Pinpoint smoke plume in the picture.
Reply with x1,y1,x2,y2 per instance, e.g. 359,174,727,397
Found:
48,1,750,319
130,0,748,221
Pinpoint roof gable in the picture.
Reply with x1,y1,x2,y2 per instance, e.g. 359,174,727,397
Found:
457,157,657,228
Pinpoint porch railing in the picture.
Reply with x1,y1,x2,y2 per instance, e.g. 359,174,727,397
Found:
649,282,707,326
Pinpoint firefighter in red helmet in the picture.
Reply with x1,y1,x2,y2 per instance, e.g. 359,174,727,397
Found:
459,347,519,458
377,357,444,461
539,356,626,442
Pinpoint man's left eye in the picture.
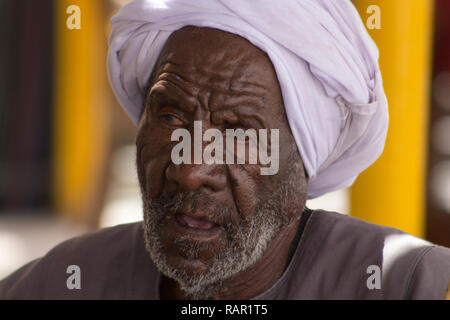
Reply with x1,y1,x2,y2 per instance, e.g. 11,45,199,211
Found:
160,114,184,126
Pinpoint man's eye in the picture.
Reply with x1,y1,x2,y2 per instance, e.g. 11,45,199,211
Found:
223,120,244,131
159,114,184,126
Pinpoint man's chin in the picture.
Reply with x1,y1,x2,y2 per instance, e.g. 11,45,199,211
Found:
154,251,227,298
165,252,214,277
144,231,228,290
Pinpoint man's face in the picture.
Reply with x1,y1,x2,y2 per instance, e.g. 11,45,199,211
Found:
136,27,307,297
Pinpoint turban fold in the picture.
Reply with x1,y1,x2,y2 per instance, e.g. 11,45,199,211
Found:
108,0,389,199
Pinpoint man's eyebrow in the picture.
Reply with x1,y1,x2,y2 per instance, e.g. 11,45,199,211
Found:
148,85,196,113
233,105,267,129
157,72,198,97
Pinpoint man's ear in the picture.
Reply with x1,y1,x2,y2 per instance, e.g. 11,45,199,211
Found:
138,82,153,127
137,104,148,129
139,104,146,122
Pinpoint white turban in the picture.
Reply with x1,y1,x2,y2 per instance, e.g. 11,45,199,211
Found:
108,0,389,199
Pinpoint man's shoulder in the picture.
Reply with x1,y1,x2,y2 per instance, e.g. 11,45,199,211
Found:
0,222,144,299
310,209,406,237
48,221,143,257
37,221,143,269
298,209,450,299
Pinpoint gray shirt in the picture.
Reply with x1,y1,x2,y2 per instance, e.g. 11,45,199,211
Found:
1,209,449,299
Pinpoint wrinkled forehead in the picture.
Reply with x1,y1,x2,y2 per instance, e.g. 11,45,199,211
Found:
149,26,279,91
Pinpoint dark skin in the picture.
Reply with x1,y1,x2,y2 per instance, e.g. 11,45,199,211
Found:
136,26,308,299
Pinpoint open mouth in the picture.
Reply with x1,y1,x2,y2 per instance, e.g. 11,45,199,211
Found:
175,214,218,230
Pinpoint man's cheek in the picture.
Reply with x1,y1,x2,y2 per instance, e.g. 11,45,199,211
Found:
138,141,176,197
136,143,171,198
226,165,261,222
143,155,173,198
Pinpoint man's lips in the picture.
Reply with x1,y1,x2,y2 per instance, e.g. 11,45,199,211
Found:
175,214,218,230
168,213,223,242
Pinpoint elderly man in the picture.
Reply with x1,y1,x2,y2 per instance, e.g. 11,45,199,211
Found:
1,0,449,300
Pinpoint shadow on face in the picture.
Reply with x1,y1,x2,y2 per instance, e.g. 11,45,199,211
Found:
136,26,308,297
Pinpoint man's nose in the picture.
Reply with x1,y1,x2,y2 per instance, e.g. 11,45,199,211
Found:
165,162,227,193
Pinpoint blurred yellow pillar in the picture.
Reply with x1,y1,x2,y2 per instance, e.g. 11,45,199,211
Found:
53,0,111,225
351,1,434,237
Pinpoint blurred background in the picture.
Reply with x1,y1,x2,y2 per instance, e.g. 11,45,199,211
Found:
0,0,449,279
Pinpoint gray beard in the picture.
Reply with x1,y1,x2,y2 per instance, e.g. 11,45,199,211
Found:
140,152,305,299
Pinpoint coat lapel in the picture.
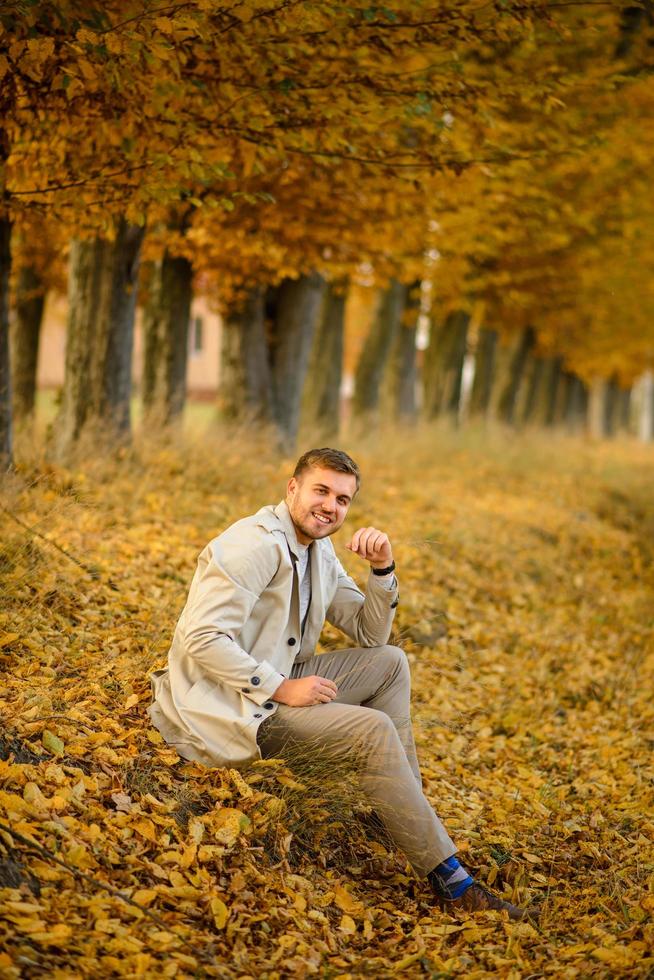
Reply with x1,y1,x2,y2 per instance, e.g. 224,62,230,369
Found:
272,500,332,659
299,540,328,657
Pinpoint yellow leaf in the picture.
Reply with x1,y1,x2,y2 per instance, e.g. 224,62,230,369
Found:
394,952,423,971
132,889,157,907
65,843,92,868
157,850,183,865
333,883,364,917
180,843,197,869
210,897,230,929
429,923,465,936
23,782,49,811
124,694,139,709
275,775,307,791
206,807,251,846
132,818,157,842
339,914,356,934
188,817,204,844
42,730,64,756
30,923,72,945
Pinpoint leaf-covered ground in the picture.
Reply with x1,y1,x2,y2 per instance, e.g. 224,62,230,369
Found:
1,426,653,979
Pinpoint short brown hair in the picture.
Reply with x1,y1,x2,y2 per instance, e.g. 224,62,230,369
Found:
293,448,360,491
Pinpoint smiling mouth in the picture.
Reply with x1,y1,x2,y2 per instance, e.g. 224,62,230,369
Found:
312,512,333,525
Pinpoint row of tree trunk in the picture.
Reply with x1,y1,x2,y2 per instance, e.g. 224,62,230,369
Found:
1,221,651,468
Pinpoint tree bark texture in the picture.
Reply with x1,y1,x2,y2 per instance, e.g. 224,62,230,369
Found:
637,371,654,442
353,279,407,419
11,264,45,420
391,281,420,422
618,387,632,432
219,287,273,421
603,375,621,436
497,326,536,425
303,281,346,437
422,309,469,419
469,327,497,418
55,219,144,454
0,214,11,470
269,272,326,449
543,357,564,426
141,252,192,423
519,355,546,426
563,373,588,433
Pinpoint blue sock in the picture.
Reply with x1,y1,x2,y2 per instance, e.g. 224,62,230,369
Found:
428,855,474,900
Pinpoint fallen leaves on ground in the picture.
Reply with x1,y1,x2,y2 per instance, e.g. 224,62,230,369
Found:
0,426,653,978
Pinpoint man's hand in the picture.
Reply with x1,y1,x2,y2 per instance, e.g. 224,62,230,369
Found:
273,676,338,706
346,526,393,569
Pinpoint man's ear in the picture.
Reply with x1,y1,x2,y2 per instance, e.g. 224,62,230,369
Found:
287,477,297,497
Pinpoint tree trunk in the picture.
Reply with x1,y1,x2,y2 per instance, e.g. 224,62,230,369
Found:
303,281,346,438
353,279,406,419
543,356,564,426
269,272,326,449
55,219,144,454
391,281,420,423
422,309,469,419
637,370,654,442
11,264,45,421
219,286,273,422
603,375,620,437
588,378,605,438
563,373,588,434
101,221,144,432
497,326,536,425
469,327,497,418
0,214,11,470
141,261,158,412
617,386,632,433
518,354,545,426
142,252,192,423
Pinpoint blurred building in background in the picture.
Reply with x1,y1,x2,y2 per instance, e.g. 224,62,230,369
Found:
36,295,223,399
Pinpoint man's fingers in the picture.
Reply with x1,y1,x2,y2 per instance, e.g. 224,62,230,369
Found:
364,531,385,555
348,527,391,559
347,529,361,552
348,526,372,555
360,533,382,557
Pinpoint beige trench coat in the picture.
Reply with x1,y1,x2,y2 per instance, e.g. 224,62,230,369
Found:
149,501,399,767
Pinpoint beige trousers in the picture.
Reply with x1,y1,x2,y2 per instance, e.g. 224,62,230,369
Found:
256,644,456,877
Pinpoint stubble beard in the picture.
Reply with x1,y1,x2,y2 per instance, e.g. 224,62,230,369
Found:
292,507,340,542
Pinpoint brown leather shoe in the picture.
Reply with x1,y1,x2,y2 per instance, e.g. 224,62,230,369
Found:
438,883,531,920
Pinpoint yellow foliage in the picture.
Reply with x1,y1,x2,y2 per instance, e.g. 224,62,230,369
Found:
0,427,652,976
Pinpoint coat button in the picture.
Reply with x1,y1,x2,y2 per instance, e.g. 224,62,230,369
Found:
251,676,261,686
287,638,296,646
263,701,274,710
241,687,251,694
254,713,262,719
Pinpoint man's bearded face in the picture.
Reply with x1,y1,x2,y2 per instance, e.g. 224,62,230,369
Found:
286,466,357,545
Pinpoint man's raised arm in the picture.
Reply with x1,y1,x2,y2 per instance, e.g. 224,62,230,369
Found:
326,525,399,647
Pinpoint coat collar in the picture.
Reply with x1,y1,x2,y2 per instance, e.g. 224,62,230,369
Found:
272,500,305,561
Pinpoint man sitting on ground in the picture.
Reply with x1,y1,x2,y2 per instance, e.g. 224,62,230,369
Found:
149,447,530,918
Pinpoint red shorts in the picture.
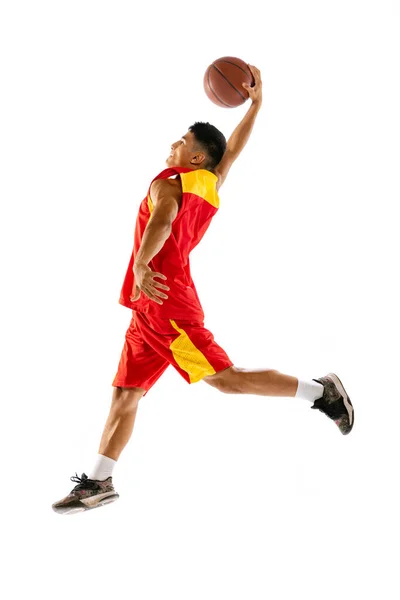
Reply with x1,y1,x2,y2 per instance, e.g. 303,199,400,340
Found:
112,311,233,396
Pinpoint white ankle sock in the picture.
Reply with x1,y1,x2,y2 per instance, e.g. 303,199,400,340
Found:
295,379,324,403
89,454,117,481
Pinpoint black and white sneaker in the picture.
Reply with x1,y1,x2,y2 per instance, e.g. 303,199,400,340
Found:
311,373,354,435
52,473,119,515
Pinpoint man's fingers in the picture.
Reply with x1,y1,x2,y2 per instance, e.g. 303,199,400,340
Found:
136,270,169,304
249,64,260,76
145,285,168,299
143,286,168,301
248,64,261,82
154,289,168,299
143,288,163,304
130,285,140,302
153,281,170,291
149,293,163,304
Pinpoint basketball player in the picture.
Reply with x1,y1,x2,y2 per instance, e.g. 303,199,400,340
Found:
52,65,354,515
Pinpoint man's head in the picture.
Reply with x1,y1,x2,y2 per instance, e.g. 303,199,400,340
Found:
166,122,226,171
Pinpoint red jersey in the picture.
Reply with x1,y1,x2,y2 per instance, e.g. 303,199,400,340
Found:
118,166,220,320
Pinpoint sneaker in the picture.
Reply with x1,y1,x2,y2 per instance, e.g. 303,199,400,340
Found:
52,473,119,515
311,373,354,435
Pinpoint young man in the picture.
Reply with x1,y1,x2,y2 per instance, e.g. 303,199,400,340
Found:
52,65,354,515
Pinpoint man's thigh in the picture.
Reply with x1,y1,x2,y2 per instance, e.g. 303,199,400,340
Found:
112,313,169,395
137,312,234,386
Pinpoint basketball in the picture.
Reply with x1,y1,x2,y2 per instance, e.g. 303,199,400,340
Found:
204,57,255,108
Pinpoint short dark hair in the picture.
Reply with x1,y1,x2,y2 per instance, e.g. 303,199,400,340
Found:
188,122,227,169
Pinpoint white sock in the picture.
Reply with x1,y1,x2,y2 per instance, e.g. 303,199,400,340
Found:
295,379,324,403
89,454,117,481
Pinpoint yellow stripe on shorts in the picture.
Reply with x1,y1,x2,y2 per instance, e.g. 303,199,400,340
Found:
169,319,216,383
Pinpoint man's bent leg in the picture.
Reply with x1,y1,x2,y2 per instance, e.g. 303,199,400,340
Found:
97,386,145,461
203,366,298,397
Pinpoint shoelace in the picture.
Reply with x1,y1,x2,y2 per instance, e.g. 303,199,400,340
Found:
70,473,100,491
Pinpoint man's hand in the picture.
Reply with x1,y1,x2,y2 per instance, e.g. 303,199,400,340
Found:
130,262,170,305
242,65,262,106
130,179,181,305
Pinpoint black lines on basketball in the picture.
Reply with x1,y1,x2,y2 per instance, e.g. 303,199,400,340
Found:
203,57,254,108
212,64,247,101
207,67,233,108
218,59,250,78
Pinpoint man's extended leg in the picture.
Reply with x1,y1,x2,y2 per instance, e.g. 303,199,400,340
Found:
203,367,354,435
203,366,299,397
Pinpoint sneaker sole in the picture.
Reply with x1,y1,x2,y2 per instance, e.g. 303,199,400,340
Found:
327,372,354,431
53,492,119,515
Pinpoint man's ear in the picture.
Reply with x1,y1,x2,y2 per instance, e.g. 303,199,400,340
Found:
190,152,206,165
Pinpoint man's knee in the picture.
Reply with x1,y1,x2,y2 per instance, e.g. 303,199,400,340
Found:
203,366,242,394
113,386,144,410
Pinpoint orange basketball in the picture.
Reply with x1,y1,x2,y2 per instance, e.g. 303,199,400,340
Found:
204,57,255,108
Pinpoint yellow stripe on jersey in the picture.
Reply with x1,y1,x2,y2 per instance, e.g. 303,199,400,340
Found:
147,194,154,214
169,319,216,383
180,170,219,208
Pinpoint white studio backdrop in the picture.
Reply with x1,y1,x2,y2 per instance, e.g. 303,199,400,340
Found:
1,0,399,598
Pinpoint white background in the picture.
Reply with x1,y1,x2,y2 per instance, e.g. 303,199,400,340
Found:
1,0,399,598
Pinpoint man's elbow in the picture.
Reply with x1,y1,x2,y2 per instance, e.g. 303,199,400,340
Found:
149,215,173,235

---------------

Scan the material above for the string "tree". Return each line where it occurs.

Pinpoint row of tree trunk in the picture.
Pinpoint tree bark texture in the picture.
Pinpoint tree trunk in the picture.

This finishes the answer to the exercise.